## [EXTRACTO DEL DOCUMENTO]

_ _ _ _

Cuando salí de Jájome no fue un viaje como el de Lloréns Torres: "en una jaquita baya por un sendero entre mayas". Salí en una pisicorre por una carretera llena de curvas, flamboyanes, "arropás de cundiamores". Idílicos los llamó un reconocido escritor, “de guasas”, a los hermosos campos que comprenden esta zona de Cayey. Para aquellos que tuvimos que abandonar esos campos, lo idílico es la reacción menos sentida. Las fincas son hoy el “playground of the rich, the beautiful and the well connected.”
Salí de niño junto a mis padres y hermanos como resultado de los nuevos vaivenes económicos que trasformaban la isla durante los años cuarenta. Ya no quedaban fincas donde vivir como agregados y menos suficiente tierra para heredar. El fenómeno económico de aquella época no incluía a los dueños de pequeñas fincas ni a sus peones. O vendías o te hundías más en la miseria. Las ideas social demócratas del gobierno de turno nos echó a la suerte: unos para el norte, otros para los cañaverales o los arrabales de San Juan.

_ _ _ _

## [Datos de anotación de la ubicación de objetos]
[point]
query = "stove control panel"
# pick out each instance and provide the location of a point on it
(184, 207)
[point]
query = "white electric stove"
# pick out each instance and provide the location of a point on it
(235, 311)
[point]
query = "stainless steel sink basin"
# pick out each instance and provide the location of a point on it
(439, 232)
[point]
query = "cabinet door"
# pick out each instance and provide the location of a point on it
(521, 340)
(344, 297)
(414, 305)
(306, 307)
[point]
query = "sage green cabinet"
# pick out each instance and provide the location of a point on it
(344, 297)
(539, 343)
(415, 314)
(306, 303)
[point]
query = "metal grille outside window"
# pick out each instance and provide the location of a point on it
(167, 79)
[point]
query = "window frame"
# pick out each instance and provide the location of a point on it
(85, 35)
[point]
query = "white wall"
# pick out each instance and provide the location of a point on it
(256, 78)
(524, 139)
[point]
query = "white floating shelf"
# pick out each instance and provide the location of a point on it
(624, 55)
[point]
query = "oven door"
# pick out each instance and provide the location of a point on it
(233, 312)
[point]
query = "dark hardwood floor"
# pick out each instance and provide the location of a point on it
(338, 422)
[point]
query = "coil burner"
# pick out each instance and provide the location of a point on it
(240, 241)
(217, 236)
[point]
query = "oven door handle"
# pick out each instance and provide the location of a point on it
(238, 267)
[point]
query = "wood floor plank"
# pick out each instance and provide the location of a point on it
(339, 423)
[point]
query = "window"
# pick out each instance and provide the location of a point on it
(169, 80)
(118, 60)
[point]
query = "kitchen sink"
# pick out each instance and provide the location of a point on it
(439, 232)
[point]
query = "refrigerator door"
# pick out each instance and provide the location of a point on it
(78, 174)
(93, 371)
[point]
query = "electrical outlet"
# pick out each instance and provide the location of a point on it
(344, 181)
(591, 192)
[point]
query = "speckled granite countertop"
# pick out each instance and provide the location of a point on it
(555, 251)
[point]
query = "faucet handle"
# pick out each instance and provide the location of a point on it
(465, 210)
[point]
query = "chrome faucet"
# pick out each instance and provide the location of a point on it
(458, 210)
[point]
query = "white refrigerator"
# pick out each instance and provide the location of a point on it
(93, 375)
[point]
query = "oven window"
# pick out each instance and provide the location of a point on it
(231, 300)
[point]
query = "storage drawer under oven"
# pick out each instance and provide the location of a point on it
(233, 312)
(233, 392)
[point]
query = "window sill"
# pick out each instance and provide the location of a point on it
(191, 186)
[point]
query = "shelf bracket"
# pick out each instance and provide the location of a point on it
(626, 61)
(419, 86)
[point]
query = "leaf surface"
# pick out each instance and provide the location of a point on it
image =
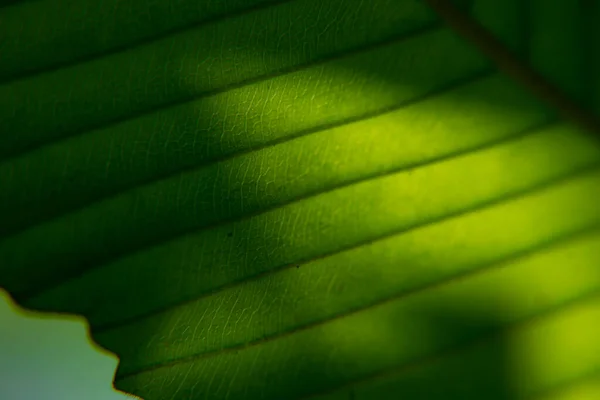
(344, 199)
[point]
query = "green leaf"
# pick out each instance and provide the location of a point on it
(342, 199)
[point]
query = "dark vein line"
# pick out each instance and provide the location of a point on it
(100, 328)
(334, 56)
(503, 262)
(525, 22)
(462, 346)
(511, 65)
(586, 38)
(187, 168)
(96, 263)
(123, 48)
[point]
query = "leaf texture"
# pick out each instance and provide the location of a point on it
(343, 199)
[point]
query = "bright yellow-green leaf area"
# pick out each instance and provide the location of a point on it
(294, 199)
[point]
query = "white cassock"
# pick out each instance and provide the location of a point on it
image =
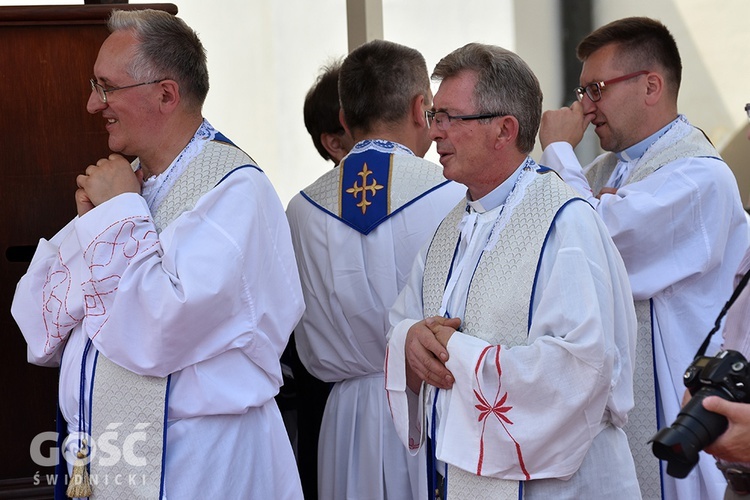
(350, 278)
(681, 232)
(567, 383)
(211, 300)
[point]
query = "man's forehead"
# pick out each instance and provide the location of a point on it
(114, 55)
(455, 92)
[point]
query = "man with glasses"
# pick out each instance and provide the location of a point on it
(356, 231)
(511, 350)
(173, 293)
(673, 209)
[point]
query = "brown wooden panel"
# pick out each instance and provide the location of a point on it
(46, 138)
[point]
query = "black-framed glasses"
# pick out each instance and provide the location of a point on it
(102, 91)
(443, 120)
(594, 89)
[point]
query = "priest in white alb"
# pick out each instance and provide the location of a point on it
(511, 350)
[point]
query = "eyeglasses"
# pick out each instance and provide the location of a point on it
(594, 90)
(102, 92)
(443, 120)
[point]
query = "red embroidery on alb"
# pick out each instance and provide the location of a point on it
(106, 259)
(58, 320)
(497, 408)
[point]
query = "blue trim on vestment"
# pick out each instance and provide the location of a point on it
(249, 165)
(383, 219)
(164, 438)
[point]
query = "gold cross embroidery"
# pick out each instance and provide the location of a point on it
(373, 188)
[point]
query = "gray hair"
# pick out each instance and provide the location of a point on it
(378, 82)
(168, 48)
(505, 84)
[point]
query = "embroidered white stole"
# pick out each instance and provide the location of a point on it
(498, 302)
(135, 406)
(682, 141)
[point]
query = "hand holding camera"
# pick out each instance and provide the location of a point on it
(726, 375)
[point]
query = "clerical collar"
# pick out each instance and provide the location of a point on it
(381, 145)
(636, 151)
(499, 195)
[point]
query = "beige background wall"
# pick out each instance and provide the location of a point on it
(264, 54)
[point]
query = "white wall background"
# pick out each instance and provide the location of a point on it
(264, 54)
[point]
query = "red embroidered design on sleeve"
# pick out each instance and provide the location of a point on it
(58, 320)
(107, 257)
(498, 408)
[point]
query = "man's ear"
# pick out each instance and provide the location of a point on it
(417, 111)
(343, 122)
(654, 87)
(333, 144)
(170, 94)
(506, 131)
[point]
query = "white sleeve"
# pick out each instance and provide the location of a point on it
(221, 276)
(532, 411)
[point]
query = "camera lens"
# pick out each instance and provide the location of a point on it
(693, 429)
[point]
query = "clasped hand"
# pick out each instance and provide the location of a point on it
(110, 177)
(426, 352)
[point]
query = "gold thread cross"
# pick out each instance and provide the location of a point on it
(373, 188)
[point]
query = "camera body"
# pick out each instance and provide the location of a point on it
(726, 375)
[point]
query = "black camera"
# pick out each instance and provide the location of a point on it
(726, 375)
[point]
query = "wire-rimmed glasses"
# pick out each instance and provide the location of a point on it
(101, 91)
(443, 120)
(594, 89)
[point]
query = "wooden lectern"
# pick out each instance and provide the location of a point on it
(47, 138)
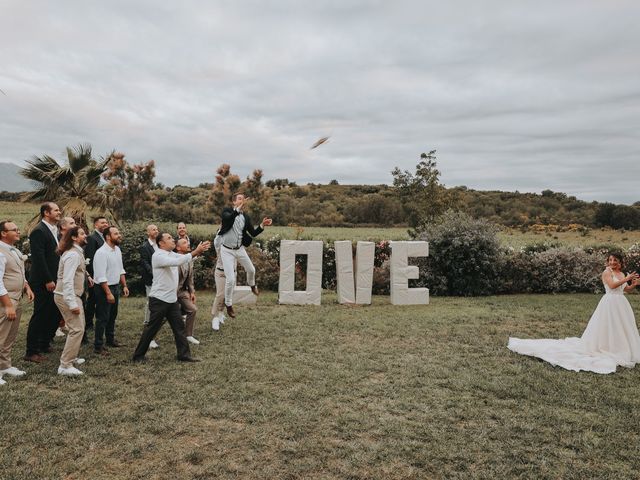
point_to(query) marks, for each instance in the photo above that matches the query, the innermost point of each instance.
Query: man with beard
(72, 276)
(94, 242)
(13, 285)
(163, 298)
(43, 242)
(109, 277)
(187, 291)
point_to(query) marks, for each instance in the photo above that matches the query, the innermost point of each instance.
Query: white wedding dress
(610, 339)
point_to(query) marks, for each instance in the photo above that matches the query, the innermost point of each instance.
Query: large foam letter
(286, 288)
(242, 295)
(401, 272)
(358, 290)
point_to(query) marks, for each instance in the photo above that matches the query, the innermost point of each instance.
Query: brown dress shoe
(35, 358)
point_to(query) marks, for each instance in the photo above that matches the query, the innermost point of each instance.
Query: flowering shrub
(556, 270)
(463, 256)
(465, 259)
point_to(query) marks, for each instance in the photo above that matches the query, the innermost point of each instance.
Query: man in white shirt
(12, 286)
(163, 297)
(147, 249)
(109, 277)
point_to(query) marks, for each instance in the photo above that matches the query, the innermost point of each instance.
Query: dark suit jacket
(185, 278)
(248, 232)
(146, 252)
(44, 259)
(94, 242)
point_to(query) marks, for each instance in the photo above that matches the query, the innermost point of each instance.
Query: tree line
(129, 192)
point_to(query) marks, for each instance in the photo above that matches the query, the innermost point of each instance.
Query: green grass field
(332, 391)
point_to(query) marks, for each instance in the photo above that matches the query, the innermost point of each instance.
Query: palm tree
(75, 187)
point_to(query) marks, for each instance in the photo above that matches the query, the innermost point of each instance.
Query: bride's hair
(617, 256)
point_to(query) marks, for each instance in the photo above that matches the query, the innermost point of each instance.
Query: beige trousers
(189, 309)
(75, 324)
(218, 302)
(8, 334)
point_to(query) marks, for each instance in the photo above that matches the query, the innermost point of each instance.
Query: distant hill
(11, 180)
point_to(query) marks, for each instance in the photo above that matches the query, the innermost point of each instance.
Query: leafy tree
(75, 187)
(129, 186)
(423, 197)
(226, 184)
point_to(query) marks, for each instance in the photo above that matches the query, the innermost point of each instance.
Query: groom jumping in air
(237, 232)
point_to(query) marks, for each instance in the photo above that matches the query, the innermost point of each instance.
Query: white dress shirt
(53, 229)
(107, 265)
(165, 274)
(71, 259)
(233, 237)
(3, 262)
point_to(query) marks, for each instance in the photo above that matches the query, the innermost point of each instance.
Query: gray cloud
(513, 96)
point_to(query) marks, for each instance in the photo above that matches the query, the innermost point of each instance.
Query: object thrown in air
(319, 142)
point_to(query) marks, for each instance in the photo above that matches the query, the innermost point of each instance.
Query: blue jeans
(106, 314)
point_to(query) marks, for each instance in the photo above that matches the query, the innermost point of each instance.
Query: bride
(610, 339)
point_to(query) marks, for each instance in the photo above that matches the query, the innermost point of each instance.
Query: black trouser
(106, 314)
(44, 321)
(159, 311)
(89, 309)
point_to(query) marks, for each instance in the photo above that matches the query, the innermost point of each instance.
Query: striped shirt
(233, 238)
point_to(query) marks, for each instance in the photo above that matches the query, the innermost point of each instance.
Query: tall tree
(75, 187)
(423, 197)
(225, 185)
(129, 185)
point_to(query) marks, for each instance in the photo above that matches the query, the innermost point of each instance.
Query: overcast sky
(513, 95)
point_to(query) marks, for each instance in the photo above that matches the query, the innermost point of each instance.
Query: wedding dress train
(610, 339)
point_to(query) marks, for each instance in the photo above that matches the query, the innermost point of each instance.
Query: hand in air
(202, 247)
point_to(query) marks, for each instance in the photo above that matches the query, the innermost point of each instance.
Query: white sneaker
(12, 371)
(69, 371)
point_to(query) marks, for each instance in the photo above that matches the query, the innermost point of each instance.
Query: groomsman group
(75, 277)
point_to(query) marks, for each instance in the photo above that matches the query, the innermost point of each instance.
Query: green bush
(463, 255)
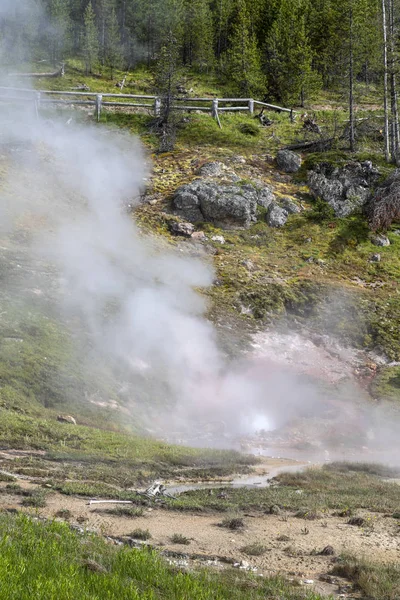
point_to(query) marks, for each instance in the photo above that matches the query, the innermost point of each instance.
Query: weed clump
(255, 549)
(234, 523)
(63, 513)
(36, 500)
(178, 538)
(141, 534)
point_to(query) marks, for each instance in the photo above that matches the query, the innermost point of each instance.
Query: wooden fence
(213, 106)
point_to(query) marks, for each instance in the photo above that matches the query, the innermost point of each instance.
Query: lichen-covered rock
(265, 197)
(185, 229)
(347, 189)
(290, 206)
(288, 161)
(212, 169)
(276, 216)
(226, 206)
(380, 240)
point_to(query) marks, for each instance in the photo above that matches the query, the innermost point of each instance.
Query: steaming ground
(70, 251)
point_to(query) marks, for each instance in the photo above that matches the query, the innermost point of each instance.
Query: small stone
(274, 510)
(212, 169)
(380, 240)
(218, 238)
(199, 236)
(66, 419)
(288, 161)
(249, 265)
(276, 216)
(185, 229)
(375, 258)
(290, 207)
(327, 551)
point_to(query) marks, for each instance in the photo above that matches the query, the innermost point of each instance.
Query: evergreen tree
(198, 35)
(91, 40)
(289, 57)
(113, 49)
(243, 59)
(58, 30)
(166, 79)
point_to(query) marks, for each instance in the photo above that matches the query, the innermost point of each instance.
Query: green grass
(48, 560)
(378, 581)
(324, 491)
(141, 534)
(178, 538)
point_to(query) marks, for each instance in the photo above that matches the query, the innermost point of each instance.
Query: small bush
(309, 515)
(232, 523)
(141, 534)
(283, 538)
(249, 129)
(178, 538)
(63, 513)
(255, 549)
(36, 500)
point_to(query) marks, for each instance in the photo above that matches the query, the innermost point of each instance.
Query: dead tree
(385, 81)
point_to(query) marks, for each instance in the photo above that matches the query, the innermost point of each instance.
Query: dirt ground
(292, 544)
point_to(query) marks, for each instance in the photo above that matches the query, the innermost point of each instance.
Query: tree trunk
(395, 145)
(351, 86)
(385, 81)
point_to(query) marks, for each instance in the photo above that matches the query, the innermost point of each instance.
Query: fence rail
(97, 100)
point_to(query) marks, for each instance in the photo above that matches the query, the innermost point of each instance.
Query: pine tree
(243, 59)
(166, 79)
(58, 30)
(289, 57)
(91, 40)
(113, 48)
(197, 47)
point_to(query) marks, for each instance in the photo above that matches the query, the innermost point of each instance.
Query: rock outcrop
(224, 205)
(288, 161)
(347, 189)
(228, 203)
(276, 216)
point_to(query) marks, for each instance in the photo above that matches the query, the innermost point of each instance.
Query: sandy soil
(294, 555)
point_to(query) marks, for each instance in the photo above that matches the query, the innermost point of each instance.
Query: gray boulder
(288, 161)
(347, 189)
(380, 240)
(290, 206)
(213, 169)
(265, 197)
(276, 216)
(185, 229)
(224, 205)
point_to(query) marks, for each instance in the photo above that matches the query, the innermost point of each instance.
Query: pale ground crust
(293, 558)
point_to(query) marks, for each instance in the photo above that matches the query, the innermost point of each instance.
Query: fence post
(214, 111)
(214, 108)
(99, 100)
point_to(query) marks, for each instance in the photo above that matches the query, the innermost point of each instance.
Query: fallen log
(59, 73)
(314, 146)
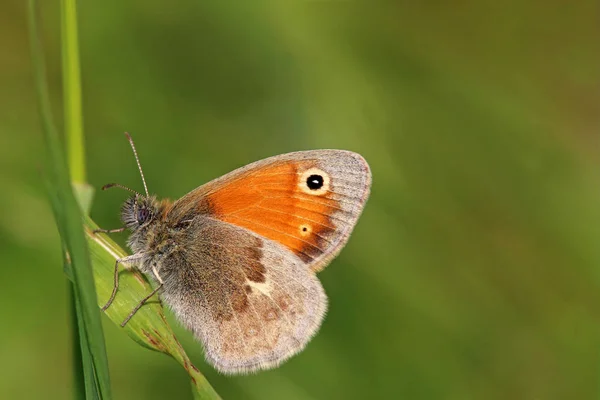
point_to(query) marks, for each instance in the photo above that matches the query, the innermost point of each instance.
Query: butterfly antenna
(109, 185)
(137, 159)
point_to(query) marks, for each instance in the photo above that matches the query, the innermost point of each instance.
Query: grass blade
(148, 327)
(68, 219)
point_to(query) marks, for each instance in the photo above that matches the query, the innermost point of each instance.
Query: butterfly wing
(306, 201)
(250, 301)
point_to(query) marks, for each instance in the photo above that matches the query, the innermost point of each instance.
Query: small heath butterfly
(236, 259)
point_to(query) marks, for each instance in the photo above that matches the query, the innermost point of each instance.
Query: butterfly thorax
(143, 216)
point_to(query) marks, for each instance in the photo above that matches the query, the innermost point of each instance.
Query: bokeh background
(474, 272)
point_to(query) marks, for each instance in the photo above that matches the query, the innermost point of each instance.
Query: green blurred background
(474, 272)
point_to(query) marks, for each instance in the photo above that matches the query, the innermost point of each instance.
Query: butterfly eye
(143, 215)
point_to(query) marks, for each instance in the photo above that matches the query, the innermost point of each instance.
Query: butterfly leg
(145, 299)
(99, 230)
(116, 276)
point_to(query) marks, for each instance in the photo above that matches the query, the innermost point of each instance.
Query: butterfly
(236, 259)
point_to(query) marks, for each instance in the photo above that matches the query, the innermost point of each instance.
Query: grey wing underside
(251, 302)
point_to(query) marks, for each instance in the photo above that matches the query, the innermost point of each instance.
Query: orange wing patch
(272, 203)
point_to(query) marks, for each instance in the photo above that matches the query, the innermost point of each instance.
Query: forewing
(274, 199)
(251, 302)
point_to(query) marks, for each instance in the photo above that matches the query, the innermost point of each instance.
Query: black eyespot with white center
(143, 215)
(314, 182)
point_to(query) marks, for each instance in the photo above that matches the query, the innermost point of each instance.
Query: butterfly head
(138, 211)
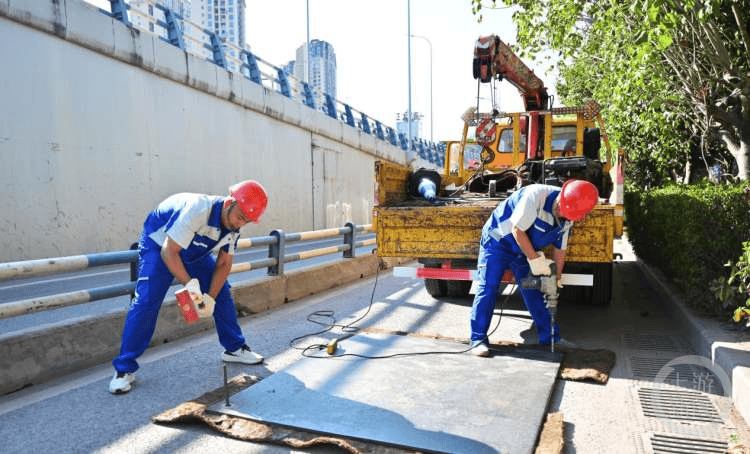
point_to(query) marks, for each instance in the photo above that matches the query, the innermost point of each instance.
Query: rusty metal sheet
(454, 403)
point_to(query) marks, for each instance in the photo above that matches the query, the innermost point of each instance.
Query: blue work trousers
(154, 279)
(494, 258)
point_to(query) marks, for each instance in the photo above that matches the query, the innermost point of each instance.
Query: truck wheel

_ _ _ _

## [QUÉ HACER]
a) Actualiza el fragmento del relato sobre la salida de Jájome que comienza en "Salí de niño" y termina después de "de San Juan.": reemplaza "cuarenta" por "cincuenta".
b) Resume en dos oraciones el relato sobre la salida de Jájome.
c) Retoma el relato sobre la salida de Jájome desde el punto en que termina.

## [RESPUESTAS FINALES]
a)
Salí de niño junto a mis padres y hermanos como resultado de los nuevos vaivenes económicos que trasformaban la isla durante los años cincuenta. Ya no quedaban fincas donde vivir como agregados y menos suficiente tierra para heredar. El fenómeno económico de aquella época no incluía a los dueños de pequeñas fincas ni a sus peones. O vendías o te hundías más en la miseria. Las ideas social demócratas del gobierno de turno nos echó a la suerte: unos para el norte, otros para los cañaverales o los arrabales de San Juan.

b) Quien narra recuerda que dejó de niño los campos de Jájome, en Cayey, junto a sus padres y hermanos, en una pisicorre por una carretera llena de curvas, y señala que esas fincas son hoy el “playground of the rich, the beautiful and the well connected.” La salida se debió a los cambios económicos que transformaban la isla en los años cuarenta, cuando ya no quedaban fincas donde vivir como agregados ni tierra para heredar, y muchos acabaron en el norte, en los cañaverales o en los arrabales de San Juan.

c)
Mi padre escogió los cañaverales cerca de Guayama, y a trabajar “to’ el mundo”. Los más chiquitos a la escuela y los más grandes a ayudar con el sustento. Si la familia era grande, los más pequeños podíamos aspirar a una mejor educación. Los mayores trabajaban para ayudar a sostener la familia. Allí no terminó la odisea. Ese patrón de desplazamiento se había convertido en variable constante del nuevo modelo económico.
La caña no era futuro para todos, ni de capataz ni de picador. Las fábricas que reemplazaban la caña no podían emplear a todos los parados y muchos menos si no tenías diploma de escuela superior; y los hijos de muchos de aquellos jíbaros a duras penas podían terminarla. Una vez más, a moverse hacia nuevos nortes: el ejército, Nueva York.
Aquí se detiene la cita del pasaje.